Job a ▸ Repeat the records exactly, from their first line through the line containing "[893,337,952,371]", with both ends included.

Source passage ▸
++++++

The Element of Art in Performing Arts. Justin Shoulder shares about his mythical creatures, the underground zeal, the childhood imagination and his performances.

An imagination goes a long way. There is always room for imagination to converse about the present-day challenges of life, to transform issues and problems into something creative and to translate mundane works into unique, interesting yet subliminal piece of art.

Works of art and issues-translations come in varying forms and sizes and Justin Shoulder finds his on the body. The Sydney-based performing artist pulls threads of influence from his cultural background, his childhood memories and his wild imagination into his body of work comprised of performing arts and movements.

We may have witnessed Justin Shoulder’s “Carrion” performance at First Sight II Museum MACAN, along with his eccentric props, inflatable structure, strobe of light, high-fume smoke and his transformation into this mythical-creature slash post-human specter. This particular body of work may have stroke some, intrigued some, while for most it may either be an emotional journey or a whole new level of art and performing that never crossed their minds.

++++++

Records from a data collection
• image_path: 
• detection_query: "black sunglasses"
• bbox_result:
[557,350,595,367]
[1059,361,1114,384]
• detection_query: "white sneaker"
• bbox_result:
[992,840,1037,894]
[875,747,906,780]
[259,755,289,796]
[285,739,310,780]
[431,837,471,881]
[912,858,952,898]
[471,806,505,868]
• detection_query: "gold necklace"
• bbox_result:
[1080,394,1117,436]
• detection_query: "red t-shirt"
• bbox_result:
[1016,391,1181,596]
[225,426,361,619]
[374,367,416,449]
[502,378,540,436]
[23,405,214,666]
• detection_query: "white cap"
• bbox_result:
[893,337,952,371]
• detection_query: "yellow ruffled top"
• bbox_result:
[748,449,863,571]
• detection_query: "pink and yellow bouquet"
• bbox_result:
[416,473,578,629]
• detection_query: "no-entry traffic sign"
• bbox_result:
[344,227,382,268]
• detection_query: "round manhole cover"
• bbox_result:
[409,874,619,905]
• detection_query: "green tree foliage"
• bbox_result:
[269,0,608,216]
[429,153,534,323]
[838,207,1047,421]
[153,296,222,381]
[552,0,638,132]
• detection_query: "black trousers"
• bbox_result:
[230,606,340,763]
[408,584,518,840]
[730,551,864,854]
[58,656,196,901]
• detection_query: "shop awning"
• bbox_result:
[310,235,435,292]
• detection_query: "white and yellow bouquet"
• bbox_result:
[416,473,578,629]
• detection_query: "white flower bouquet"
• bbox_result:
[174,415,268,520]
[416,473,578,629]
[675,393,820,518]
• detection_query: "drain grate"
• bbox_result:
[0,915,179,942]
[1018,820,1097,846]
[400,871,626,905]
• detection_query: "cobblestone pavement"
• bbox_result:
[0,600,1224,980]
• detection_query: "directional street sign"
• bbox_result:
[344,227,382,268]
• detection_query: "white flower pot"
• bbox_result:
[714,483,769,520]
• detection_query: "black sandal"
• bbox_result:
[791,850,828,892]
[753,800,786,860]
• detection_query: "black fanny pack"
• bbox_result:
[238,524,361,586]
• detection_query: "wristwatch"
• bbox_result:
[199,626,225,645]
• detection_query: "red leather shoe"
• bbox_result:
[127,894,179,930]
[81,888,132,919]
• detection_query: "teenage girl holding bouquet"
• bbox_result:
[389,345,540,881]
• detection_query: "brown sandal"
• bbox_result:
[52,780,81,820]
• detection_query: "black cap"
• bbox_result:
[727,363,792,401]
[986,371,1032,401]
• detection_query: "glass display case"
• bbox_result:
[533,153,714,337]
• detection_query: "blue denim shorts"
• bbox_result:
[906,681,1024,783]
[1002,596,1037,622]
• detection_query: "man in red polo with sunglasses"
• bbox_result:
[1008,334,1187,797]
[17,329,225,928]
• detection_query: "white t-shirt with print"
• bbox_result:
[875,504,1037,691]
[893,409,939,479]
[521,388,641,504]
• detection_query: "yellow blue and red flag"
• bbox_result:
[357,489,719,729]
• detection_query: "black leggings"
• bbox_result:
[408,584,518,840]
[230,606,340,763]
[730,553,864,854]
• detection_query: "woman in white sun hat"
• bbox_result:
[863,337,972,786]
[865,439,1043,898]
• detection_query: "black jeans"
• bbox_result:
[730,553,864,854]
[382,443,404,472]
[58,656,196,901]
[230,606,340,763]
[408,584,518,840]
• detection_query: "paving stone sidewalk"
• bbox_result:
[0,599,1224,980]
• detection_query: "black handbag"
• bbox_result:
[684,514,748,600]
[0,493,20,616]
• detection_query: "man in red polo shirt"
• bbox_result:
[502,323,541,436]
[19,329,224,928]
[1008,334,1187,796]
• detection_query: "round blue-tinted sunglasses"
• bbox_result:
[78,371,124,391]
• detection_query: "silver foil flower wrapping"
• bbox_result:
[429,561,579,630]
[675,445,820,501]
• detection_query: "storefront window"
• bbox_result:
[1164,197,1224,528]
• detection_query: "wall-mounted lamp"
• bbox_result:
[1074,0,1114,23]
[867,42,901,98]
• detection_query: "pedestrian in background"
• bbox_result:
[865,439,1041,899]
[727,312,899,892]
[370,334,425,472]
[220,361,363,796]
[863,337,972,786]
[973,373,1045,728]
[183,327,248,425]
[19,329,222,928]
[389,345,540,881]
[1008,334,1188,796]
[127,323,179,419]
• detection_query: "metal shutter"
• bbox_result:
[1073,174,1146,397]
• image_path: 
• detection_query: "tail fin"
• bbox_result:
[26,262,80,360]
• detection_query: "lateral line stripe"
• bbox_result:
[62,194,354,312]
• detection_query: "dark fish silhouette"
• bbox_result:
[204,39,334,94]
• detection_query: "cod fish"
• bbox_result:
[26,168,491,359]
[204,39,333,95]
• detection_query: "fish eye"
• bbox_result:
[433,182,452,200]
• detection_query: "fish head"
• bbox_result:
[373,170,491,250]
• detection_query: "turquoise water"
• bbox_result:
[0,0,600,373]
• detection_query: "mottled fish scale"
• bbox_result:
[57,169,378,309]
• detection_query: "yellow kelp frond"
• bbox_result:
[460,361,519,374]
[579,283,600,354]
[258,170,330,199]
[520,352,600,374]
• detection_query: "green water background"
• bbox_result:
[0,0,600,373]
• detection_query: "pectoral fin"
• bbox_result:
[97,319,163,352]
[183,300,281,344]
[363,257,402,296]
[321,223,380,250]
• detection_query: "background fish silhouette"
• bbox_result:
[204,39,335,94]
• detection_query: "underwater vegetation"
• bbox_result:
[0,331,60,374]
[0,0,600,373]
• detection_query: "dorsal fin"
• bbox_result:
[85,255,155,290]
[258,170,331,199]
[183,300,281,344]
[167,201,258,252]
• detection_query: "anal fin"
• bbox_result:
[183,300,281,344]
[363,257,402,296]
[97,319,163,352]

++++++

Job b ▸
Answer these questions using the passage about Justin Shoulder:
(i) In which city is Justin Shoulder based?
(ii) What is the name of his performance at First Sight II Museum MACAN?
(iii) From what three things does he pull threads of influence into his work?

Full output a ▸
• image_path: 
• detection_query: "black sunglasses"
• bbox_result:
[557,350,595,367]
[1059,361,1114,384]
• detection_query: "white sneaker"
• bbox_result:
[992,840,1037,894]
[875,747,906,780]
[259,755,289,796]
[285,739,310,780]
[431,837,471,881]
[912,858,952,898]
[471,806,505,868]
• detection_query: "gold necklace"
• bbox_result:
[1080,394,1117,436]
• detection_query: "red t-shirt"
• bbox_result:
[1016,391,1181,596]
[225,426,361,619]
[374,367,416,449]
[502,378,540,436]
[23,405,214,666]
• detection_query: "white cap"
• bbox_result:
[893,337,952,371]

Full output b ▸
(i) Sydney
(ii) "Carrion"
(iii) His cultural background, his childhood memories and his wild imagination